- _ENTRIES SHOWN_
************
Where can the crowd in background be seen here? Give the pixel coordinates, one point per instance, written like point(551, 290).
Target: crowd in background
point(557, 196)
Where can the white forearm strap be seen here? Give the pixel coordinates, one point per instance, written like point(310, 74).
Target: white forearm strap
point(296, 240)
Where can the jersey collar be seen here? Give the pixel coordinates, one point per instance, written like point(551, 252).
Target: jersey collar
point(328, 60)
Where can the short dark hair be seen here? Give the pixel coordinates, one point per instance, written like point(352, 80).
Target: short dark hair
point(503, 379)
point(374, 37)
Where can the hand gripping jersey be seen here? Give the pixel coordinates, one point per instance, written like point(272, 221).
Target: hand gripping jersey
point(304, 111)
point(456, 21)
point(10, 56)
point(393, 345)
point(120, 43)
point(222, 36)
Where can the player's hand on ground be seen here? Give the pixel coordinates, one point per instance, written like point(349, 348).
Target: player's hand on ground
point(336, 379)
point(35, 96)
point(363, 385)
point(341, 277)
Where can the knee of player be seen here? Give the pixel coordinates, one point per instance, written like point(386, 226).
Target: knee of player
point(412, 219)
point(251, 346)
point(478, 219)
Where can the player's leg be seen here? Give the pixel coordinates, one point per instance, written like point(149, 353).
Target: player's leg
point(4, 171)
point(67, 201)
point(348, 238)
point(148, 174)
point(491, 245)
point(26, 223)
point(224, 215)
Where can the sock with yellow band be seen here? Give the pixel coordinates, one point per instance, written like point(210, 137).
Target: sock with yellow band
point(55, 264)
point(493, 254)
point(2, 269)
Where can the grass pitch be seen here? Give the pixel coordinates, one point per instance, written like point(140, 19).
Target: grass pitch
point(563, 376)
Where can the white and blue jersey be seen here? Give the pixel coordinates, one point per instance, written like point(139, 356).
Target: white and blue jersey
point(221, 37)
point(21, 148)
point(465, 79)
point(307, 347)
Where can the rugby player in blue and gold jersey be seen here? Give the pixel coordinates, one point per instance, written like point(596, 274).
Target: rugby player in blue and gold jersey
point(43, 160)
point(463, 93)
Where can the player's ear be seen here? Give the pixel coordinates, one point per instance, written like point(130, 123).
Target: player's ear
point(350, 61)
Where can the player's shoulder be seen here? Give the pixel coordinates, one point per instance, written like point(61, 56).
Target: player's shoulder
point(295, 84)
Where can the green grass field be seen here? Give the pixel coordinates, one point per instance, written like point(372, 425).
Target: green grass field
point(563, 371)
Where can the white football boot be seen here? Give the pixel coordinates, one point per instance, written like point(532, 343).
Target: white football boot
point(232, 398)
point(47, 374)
************
- _WHAT IS EXPECTED_
Please copy each line above exactly as written.

- _TASK RESULT_
Where can the crowd in background be seen here? Give the pixel coordinates, one point per instance, written like point(551, 290).
Target: crowd in background
point(557, 196)
Where can the white forearm strap be seen here? Give the pixel coordinates, one point per instance, written like point(310, 74).
Target: white forearm strap
point(296, 240)
Where can the jersey collar be seen here? Give the pixel coordinates, one point per instance, written like point(551, 252).
Target: jersey collar
point(328, 60)
Where can the short dark hair be seen here? Give the pixel coordinates, one point per instance, written like point(352, 80).
Target: short dark hair
point(503, 379)
point(374, 37)
Where can the hand gripping jersey be seen here? Give the pixel coordinates, one point per instance, written like point(272, 221).
Target: hand gripping jersey
point(304, 111)
point(456, 21)
point(10, 56)
point(393, 345)
point(120, 43)
point(222, 36)
Where can the player's hand on ground be seen here? Give the pixel coordinates, one point per instance, written like point(349, 348).
Target: player's hand on ground
point(336, 379)
point(35, 96)
point(363, 385)
point(341, 277)
Where can the knee of player be seen here? Give the pixel coordinates, one point per instance, written like point(386, 226).
Target: knee of player
point(412, 219)
point(251, 346)
point(478, 219)
Where can the player's leg be seen here? Give the pixel coordinates, one point per instance, written like point(149, 353).
Target: player's leg
point(4, 171)
point(67, 201)
point(348, 238)
point(148, 174)
point(491, 245)
point(26, 223)
point(224, 215)
Where can the sock with yellow band be seen here? Give the pixel coordinates, one point per instance, written like point(210, 137).
Target: sock with yellow band
point(55, 264)
point(493, 254)
point(2, 269)
Where can the grass pitch be seen here? Give the pixel coordinates, one point per instance, written like point(140, 19).
Target: grass pitch
point(563, 376)
Where can the white and blue jersey be seen here? Give the pixel coordinates, one point per instance, written like point(139, 356).
Target: white and blue jersey
point(221, 37)
point(21, 148)
point(465, 79)
point(307, 347)
Where can the rugby player in blue and gold jersey be seen here? Give the pixel coordinates, one point per instance, written like point(596, 274).
Target: rugby player in blue and gold jersey
point(43, 160)
point(463, 93)
Where can the player's ear be seen here? Give the pixel coordinates, one point per instance, written like point(130, 123).
Target: player's ear
point(350, 61)
Where can the player's shoulder be seen here? Give the pixel coordinates, one point per instance, written like point(61, 56).
Target: player's shoulder
point(295, 84)
Where can the green grass field be seen here? Give the pixel coordinates, one point per instance, written like point(372, 425).
Target: green grass field
point(563, 371)
Where can the white football boot be seen here? Give the pixel coordinates, one point per instance, written like point(532, 343).
Target: white football boot
point(232, 398)
point(47, 374)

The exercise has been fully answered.